» **EXERCISE DESCRIPTION**
Set out exactly, and with nothing added, the line containing "Task: set a point on the evergreen" and every line after it through the final line of the data.
>>>>
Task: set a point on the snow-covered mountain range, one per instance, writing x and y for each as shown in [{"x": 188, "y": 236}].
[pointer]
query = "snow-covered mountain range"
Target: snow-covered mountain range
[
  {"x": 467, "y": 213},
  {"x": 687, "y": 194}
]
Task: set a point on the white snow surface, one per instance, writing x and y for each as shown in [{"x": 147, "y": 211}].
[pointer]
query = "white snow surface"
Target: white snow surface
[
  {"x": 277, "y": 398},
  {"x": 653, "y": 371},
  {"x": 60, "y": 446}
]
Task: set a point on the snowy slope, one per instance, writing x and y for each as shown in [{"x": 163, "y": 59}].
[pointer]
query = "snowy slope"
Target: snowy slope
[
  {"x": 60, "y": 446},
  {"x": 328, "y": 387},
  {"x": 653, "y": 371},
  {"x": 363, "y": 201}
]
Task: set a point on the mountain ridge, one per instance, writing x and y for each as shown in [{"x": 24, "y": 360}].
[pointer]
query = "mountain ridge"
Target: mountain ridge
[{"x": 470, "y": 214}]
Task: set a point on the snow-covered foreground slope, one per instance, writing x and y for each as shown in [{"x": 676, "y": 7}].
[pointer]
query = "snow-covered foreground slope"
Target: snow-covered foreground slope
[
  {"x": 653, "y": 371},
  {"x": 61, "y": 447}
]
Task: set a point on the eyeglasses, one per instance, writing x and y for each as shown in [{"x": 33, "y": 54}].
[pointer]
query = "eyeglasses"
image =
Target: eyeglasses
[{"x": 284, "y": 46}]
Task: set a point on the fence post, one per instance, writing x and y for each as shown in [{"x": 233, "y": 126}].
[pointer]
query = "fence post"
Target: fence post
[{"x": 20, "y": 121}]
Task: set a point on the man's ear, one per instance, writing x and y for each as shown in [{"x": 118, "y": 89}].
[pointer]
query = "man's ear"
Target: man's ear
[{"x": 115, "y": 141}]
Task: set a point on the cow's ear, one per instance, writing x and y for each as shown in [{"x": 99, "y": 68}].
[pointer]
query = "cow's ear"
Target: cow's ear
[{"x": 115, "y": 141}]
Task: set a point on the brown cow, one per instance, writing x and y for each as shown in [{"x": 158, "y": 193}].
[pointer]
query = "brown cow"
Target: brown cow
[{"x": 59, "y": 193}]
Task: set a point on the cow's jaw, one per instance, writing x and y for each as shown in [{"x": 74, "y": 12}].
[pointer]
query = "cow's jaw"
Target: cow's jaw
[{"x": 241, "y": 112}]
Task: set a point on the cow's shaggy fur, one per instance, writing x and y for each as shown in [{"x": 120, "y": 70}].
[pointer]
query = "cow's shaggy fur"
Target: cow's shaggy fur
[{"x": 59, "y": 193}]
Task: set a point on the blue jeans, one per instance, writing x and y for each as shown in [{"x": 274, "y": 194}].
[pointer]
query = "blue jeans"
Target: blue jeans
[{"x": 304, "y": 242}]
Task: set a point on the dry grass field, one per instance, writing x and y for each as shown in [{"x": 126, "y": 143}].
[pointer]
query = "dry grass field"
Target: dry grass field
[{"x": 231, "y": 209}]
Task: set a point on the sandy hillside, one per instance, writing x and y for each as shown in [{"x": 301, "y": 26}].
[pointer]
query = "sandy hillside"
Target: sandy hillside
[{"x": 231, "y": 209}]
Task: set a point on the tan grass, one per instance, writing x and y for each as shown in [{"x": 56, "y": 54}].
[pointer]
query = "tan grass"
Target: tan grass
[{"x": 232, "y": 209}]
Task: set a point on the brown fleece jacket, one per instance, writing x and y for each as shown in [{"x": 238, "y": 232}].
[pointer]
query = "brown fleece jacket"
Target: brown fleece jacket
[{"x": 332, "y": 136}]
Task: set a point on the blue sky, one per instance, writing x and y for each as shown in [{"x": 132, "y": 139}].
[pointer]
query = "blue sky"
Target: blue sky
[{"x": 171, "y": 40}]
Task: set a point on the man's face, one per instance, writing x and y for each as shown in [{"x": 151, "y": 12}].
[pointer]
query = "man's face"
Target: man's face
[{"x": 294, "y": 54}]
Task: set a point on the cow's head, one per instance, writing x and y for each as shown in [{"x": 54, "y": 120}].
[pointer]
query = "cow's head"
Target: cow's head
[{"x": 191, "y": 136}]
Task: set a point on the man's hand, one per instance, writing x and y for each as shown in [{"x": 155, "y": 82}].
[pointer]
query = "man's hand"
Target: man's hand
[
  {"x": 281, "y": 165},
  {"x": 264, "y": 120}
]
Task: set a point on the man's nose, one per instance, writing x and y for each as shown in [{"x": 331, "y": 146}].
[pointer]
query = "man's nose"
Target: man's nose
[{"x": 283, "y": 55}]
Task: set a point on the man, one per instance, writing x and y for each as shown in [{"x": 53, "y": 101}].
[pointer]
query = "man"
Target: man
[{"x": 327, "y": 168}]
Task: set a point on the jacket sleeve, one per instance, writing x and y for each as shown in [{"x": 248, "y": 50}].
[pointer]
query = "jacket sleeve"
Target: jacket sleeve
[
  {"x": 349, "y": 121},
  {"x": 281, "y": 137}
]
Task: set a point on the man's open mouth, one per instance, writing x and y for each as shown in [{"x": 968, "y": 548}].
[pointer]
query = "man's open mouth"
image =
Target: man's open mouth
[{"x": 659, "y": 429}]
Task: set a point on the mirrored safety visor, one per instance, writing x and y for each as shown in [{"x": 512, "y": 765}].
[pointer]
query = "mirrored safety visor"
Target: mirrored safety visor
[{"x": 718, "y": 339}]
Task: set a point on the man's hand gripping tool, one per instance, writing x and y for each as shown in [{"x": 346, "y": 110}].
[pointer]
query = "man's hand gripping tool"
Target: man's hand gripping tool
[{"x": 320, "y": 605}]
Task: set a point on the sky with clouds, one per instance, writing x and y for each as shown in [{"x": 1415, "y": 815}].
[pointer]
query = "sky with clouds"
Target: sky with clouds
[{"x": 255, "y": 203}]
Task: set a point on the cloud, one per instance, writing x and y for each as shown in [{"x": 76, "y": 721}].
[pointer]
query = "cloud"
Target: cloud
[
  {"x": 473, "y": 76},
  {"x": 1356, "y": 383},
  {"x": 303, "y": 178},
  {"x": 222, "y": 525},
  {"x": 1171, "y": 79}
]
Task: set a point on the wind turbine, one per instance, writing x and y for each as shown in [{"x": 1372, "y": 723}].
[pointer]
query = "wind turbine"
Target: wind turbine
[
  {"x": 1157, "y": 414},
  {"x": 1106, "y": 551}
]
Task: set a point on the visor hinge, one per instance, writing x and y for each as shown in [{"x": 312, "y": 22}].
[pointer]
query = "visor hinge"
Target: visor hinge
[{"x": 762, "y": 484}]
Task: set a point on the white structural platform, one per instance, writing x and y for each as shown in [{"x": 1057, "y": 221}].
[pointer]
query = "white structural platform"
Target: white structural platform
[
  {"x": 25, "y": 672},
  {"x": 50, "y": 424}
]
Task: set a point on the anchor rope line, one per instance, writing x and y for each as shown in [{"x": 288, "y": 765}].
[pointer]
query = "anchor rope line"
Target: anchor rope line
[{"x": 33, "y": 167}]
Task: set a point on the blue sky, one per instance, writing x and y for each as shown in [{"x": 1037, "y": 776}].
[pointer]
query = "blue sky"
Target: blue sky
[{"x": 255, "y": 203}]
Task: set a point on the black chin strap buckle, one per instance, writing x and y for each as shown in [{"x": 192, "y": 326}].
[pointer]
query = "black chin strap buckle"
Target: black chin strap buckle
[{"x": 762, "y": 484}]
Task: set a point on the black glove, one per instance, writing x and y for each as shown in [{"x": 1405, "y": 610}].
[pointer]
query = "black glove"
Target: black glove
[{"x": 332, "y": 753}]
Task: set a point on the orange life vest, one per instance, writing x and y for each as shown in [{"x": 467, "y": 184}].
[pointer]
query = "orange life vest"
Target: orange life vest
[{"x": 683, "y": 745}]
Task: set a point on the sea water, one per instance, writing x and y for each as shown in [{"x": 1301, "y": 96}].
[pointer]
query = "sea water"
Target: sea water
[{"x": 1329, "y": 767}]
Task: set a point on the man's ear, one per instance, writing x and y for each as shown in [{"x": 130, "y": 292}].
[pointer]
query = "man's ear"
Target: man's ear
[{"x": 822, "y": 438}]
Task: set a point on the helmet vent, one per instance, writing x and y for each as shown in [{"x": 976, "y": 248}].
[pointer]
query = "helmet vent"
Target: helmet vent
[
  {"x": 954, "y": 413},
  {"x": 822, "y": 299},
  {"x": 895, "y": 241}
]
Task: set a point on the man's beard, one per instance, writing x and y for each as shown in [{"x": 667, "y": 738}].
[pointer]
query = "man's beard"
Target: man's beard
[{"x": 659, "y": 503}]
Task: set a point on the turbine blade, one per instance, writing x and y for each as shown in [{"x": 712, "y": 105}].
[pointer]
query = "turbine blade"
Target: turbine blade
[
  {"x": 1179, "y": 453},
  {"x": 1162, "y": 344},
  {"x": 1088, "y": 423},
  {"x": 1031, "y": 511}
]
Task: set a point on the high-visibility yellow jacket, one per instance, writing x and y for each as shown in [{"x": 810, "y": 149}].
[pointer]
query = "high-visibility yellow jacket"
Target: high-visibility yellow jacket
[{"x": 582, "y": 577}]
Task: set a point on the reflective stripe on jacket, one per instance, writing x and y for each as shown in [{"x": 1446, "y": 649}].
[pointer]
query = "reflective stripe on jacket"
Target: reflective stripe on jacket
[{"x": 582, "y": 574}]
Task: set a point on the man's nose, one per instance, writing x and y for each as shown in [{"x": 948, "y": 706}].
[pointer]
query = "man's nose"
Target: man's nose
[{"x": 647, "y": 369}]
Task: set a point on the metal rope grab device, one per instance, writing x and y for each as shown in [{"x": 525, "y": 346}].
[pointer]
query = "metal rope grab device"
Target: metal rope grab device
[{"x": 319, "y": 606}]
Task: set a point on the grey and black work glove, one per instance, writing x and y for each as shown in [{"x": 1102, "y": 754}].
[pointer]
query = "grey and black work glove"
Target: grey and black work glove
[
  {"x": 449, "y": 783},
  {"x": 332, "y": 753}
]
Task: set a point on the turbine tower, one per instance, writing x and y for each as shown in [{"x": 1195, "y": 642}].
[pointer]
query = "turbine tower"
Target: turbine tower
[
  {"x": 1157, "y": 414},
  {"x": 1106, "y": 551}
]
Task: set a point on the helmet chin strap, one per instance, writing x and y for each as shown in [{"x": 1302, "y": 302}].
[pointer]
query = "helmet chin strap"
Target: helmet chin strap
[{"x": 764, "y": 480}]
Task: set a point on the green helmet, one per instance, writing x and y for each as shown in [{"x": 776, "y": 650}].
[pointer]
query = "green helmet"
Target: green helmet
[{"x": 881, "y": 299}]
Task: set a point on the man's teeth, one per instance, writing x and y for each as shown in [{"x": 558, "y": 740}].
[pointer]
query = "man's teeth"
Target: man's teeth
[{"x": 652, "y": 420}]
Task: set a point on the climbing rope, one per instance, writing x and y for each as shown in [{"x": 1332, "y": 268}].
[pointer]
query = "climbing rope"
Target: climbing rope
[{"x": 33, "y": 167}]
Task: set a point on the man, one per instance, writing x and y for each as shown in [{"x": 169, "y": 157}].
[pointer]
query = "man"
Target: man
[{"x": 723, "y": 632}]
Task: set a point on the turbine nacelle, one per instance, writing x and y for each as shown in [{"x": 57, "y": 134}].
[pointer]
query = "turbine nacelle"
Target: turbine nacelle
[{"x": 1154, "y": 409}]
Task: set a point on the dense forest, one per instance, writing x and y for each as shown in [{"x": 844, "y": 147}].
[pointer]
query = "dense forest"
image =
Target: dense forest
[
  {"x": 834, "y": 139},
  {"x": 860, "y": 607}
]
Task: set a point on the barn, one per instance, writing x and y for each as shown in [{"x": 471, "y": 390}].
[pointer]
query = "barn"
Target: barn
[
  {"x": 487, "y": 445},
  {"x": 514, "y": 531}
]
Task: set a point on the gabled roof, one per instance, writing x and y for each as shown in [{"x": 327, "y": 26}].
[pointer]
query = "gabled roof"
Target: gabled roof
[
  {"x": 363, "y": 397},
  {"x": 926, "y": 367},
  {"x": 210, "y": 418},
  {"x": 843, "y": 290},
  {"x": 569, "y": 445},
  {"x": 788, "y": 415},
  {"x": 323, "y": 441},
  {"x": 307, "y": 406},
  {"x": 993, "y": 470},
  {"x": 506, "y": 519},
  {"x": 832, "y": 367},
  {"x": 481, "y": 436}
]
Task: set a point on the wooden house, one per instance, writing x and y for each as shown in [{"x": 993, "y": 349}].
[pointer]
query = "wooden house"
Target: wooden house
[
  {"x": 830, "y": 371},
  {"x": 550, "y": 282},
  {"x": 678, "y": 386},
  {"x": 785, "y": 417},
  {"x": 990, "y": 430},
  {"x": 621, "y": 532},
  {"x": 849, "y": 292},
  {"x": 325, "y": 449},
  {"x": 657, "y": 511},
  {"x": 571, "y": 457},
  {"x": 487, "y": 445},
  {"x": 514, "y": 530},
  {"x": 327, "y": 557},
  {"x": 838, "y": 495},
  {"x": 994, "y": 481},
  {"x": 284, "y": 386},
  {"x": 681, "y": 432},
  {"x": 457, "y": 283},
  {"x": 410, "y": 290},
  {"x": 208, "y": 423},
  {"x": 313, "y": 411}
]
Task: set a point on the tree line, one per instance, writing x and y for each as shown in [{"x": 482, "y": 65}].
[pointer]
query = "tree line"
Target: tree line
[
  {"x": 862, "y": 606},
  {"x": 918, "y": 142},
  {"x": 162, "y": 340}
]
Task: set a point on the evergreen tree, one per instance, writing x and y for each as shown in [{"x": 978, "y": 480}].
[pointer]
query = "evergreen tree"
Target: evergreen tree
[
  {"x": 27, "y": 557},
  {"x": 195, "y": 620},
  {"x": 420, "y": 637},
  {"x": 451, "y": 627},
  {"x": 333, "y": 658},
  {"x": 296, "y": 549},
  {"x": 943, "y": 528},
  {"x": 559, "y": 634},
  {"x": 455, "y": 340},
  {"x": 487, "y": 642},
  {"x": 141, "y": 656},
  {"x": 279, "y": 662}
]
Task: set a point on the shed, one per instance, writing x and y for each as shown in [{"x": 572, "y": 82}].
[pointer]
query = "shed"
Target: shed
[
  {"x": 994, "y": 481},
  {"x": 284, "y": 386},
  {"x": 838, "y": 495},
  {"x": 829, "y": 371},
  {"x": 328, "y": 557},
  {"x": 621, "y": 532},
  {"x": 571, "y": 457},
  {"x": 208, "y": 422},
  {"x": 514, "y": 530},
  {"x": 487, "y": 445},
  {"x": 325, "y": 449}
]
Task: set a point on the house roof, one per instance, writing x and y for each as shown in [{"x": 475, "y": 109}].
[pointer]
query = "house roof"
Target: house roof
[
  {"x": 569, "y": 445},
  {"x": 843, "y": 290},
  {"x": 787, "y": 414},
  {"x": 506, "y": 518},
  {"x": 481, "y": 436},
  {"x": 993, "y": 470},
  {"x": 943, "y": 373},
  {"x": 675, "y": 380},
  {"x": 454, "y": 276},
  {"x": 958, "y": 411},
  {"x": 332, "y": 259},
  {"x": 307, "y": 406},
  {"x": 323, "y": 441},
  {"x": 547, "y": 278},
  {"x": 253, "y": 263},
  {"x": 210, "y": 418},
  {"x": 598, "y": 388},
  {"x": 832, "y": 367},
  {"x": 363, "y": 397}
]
<<<<
» **ANSWER TO THIS EXERCISE**
Task: set a point on the evergreen tree, one per instance, writing x and y for each as shown in [{"x": 978, "y": 480}].
[pointer]
query = "evergreen tree"
Target: evergreen tree
[
  {"x": 27, "y": 557},
  {"x": 195, "y": 620},
  {"x": 420, "y": 637},
  {"x": 451, "y": 627},
  {"x": 333, "y": 658},
  {"x": 296, "y": 549},
  {"x": 943, "y": 528},
  {"x": 559, "y": 634},
  {"x": 455, "y": 340},
  {"x": 487, "y": 642},
  {"x": 141, "y": 656},
  {"x": 279, "y": 662}
]
Task: set a point on the shed, one per instance, writing x and y for each as shown in [{"x": 572, "y": 82}].
[pointer]
query = "shed"
Target: shed
[
  {"x": 994, "y": 481},
  {"x": 284, "y": 386},
  {"x": 838, "y": 495},
  {"x": 829, "y": 371},
  {"x": 328, "y": 557},
  {"x": 621, "y": 532},
  {"x": 571, "y": 457},
  {"x": 208, "y": 422},
  {"x": 514, "y": 530},
  {"x": 487, "y": 445},
  {"x": 325, "y": 449}
]
Task: set a point on the house roof, one per instance, writing x and y for each as shown in [{"x": 475, "y": 109}].
[pointer]
query = "house roof"
Target: house roof
[
  {"x": 569, "y": 445},
  {"x": 843, "y": 290},
  {"x": 787, "y": 414},
  {"x": 506, "y": 518},
  {"x": 481, "y": 436},
  {"x": 993, "y": 470},
  {"x": 943, "y": 373},
  {"x": 675, "y": 380},
  {"x": 454, "y": 276},
  {"x": 958, "y": 411},
  {"x": 332, "y": 259},
  {"x": 307, "y": 406},
  {"x": 323, "y": 441},
  {"x": 547, "y": 278},
  {"x": 253, "y": 263},
  {"x": 210, "y": 418},
  {"x": 598, "y": 388},
  {"x": 832, "y": 367},
  {"x": 363, "y": 397}
]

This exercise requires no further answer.